• Estratto testuale:
Davide Galli: “Al 2021 serve certezza del credito. Pronti a incontrare e ascoltare le banche”

Il presidente di Confartigianato Varese usa parole forti: "I rubinetti chiusi, o politiche più orientate alla finanza che al sostegno economico delle imprese, metterebbero fuorigioco un numero molto rilevante di Pmi"

Davide Galli

«Il 2021 dovrà essere l’anno del credito, quello vero, a favore dell’economia reale, la stessa che genera benessere al territorio. I rubinetti chiusi, o politiche più orientate alla finanza che al sostegno economico delle imprese, metterebbero fuorigioco un numero molto rilevante di Pmi».

Davide Galli usa parole forti a proposito del primo, vero, appuntamento con la ripresa del 2021, perché il difficile accesso al credito da parte delle Pmi è un male che potrebbe aggravarsi nei prossimi mesi in un Paese nel quale il sistema bancario va costruendosi sempre di più a misura d’industria.

Le stesse grandi acquisizioni del luglio scorso (Intesa-Ubi) hanno cambiato lo scacchiere del sistema bancario sul territorio, dove il debutto di Bper genera il timore di un allentamento della prossimità, fondamentale per le piccole e medie imprese.

«Il momento è complesso ma non possiamo permetterci le braccia corte né possiamo accettare un sistema bancario che impone le regole severe alle imprese, chiedendo loro di uniformarsi alle sue necessità di ristrutturazione, burocrazia e razionalizzazione. Uno sforzo al quale mi domando quali benefici corrispondano».

Le parole di Galli sono dure quanto lo è la portata del problema: «E’ paradossale che le imprese, ovvero i clienti delle banche, debbano sostenere indirettamente parte dei costi del sistema senza trarne vantaggi espliciti. Anzi, convivendo con il rischio di ulteriori riassetti che rischiano di allontanare ancora di più gli istituti di credito dal territorio e dal suo sistema economico». D’altro canto, che il credito sia il cuore della ripresa non è un mistero per nessuno. «I finanziamenti occorrono per ristrutturare le aziende piegate dal Covid e per dare la spinta a quelle che puntano a nuovi business» prosegue Galli che, a questo punto, aspetta Bper, e non solo, al varco: «Siamo qui, ci piacerebbe avviare un confronto per illustrare la portata e il valore delle piccole e medie imprese nel contesto del nostro tessuto economico e trovare convergenze favorevoli».

D’altro canto, le banche rimangono il baricentro del credito: difficile, ad oggi, immaginare una finanza alternativa veramente competitiva. Secondo quanto documenta il 2° Quaderno di Ricerca (La Finanza Alternativa per le PMI in Italia) dell’Osservatorio del Politecnico di Milano, infatti, da luglio 2018 a giugno 2019 alle Pmi italiane attraverso questi canali sono arrivati 3 miliardi di euro, rispetto ai 2,3 miliardi dell’anno precedente. Cifre in crescita ma ancora marginali.

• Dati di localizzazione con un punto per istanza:

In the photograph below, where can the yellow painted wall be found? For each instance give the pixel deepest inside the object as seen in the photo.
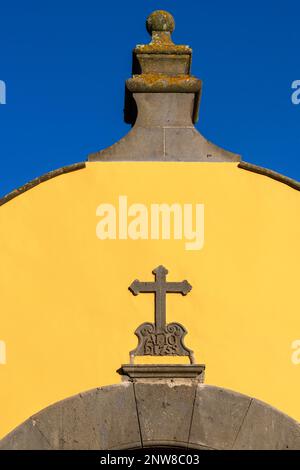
(67, 317)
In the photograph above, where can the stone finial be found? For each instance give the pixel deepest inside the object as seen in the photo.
(161, 66)
(161, 103)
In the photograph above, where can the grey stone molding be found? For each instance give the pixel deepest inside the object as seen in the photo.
(162, 371)
(177, 413)
(41, 179)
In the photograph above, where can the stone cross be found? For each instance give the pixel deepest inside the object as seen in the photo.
(160, 288)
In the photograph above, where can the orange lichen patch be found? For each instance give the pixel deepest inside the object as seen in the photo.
(163, 82)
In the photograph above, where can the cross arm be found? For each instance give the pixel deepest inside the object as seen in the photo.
(136, 287)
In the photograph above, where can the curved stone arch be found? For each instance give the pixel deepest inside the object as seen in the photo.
(154, 414)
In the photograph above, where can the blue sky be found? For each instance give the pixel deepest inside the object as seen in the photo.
(65, 63)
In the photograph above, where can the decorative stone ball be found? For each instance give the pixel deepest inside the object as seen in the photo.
(160, 20)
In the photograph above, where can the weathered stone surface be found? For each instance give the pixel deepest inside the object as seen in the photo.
(162, 101)
(266, 428)
(218, 416)
(26, 436)
(147, 412)
(164, 132)
(103, 418)
(165, 412)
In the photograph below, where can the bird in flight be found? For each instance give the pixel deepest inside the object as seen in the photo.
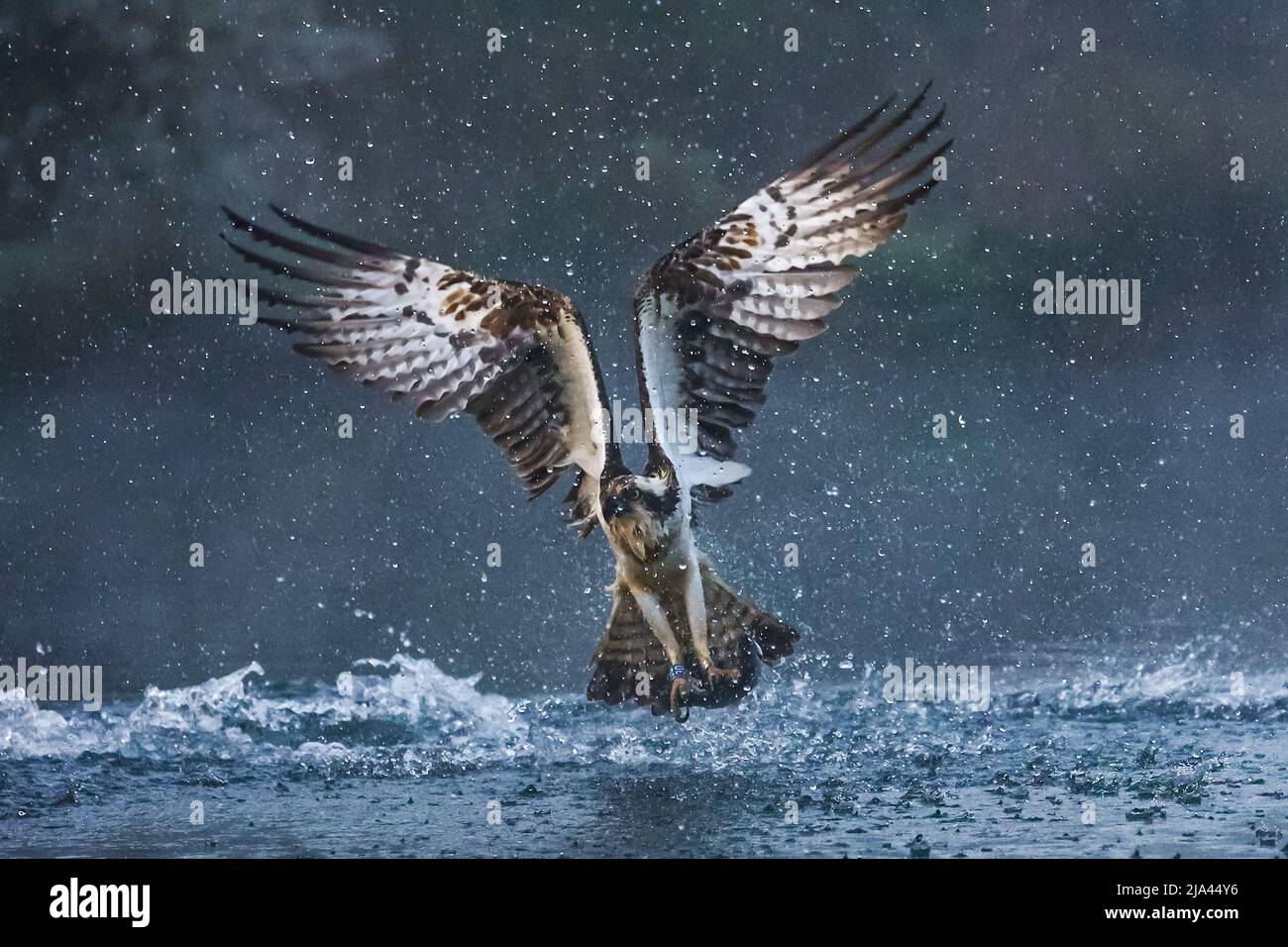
(711, 318)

• Compiti da svolgere:
1 – Riporta alla lettera il passo dell'articolo sul credito alle Pmi compreso tra "D’altro canto, le" e "ma ancora marginali.".
2 – Secondo l'articolo sul credito alle Pmi, quanto hanno ricevuto le Pmi italiane tramite i canali di finanza alternativa da luglio 2018 a giugno 2019?
3 – Scrivi il seguito dell'articolo sul credito alle Pmi, partendo dopo la sua ultima frase.

• Risultati ottenuti:
1 –
D’altro canto, le banche rimangono il baricentro del credito: difficile, ad oggi, immaginare una finanza alternativa veramente competitiva. Secondo quanto documenta il 2° Quaderno di Ricerca (La Finanza Alternativa per le PMI in Italia) dell’Osservatorio del Politecnico di Milano, infatti, da luglio 2018 a giugno 2019 alle Pmi italiane attraverso questi canali sono arrivati 3 miliardi di euro, rispetto ai 2,3 miliardi dell’anno precedente. Cifre in crescita ma ancora marginali.

2 – 3 miliardi di euro.

3 –
Diverso il contesto bancario, «con i finanziamenti che occorrono per ristrutturare le aziende piegate dal Covid e dare la spinta a quelle che puntano a nuovi business» prosegue Galli guardando alla fame di liquidità certificata dall’Istat: «Tra giugno e ottobre/novembre 2020, il 35,4% delle imprese ha scelto di accendere un nuovo debito bancario, anche attraverso le misure di sostegno disposte dal Governo». Non è difficile, per l’Istituto di statistica, diagnosticare da chi provenga il grosso della richiesta: chi si orienta verso un nuovo debito sono soprattutto le piccole e medie imprese (35,1 e 37%), specie se coinvolte nelle chiusure.

La manifattura, costretta alla serrata nel solo lockdown di primavera, si attesta a quota 37,4%.

In soldoni, è l’analisi dell’Istat, a partire dal giugno 2020, il 37,7% delle imprese con 3 addetti e oltre ha fatto richiesta di prestiti assistiti da garanzia pubblica quali il Fondo centrale di garanzia per le Pmi o le garanzie Sace per le grandi imprese (42,8% a maggio 2020). Alla base della richiesta c’è quasi sempre il finanziamento dell’attività corrente dell’impresa (86,7%).

Come evolverà la situazione è difficile a dirsi ma è possibile affidarsi ancora una volta all’Istat secondo cui il 42% delle imprese dichiara un aumento del livello di indebitamento al 31/12 rispetto allo scorso anno. E, tra queste, il 12,5% parla di aumento consistente.

E, nonostante la prima fonte sia l’autofinanziamento (60,5% delle aziende), il finanziamento bancario rimane pur sempre fondamentale per tutte sia a medio-lungo termine (21,3%) che a breve termine (16,7%).

«Alla luce di questi dati è evidente che la fame di credito è cresciuta insieme all’avanzare della pandemia e che alle aziende dobbiamo riuscire a dare un messaggio: state tranquille, i finanziamenti arriveranno, non resterete sole con il vostro sforzo di resistenza o il vostro desiderio di crescere» incalza Galli, che non dimentica quanto la disponibilità economica rappresenti un salvagente per rispettare i pagamenti e onorare i debiti contratti nei tempi previsti.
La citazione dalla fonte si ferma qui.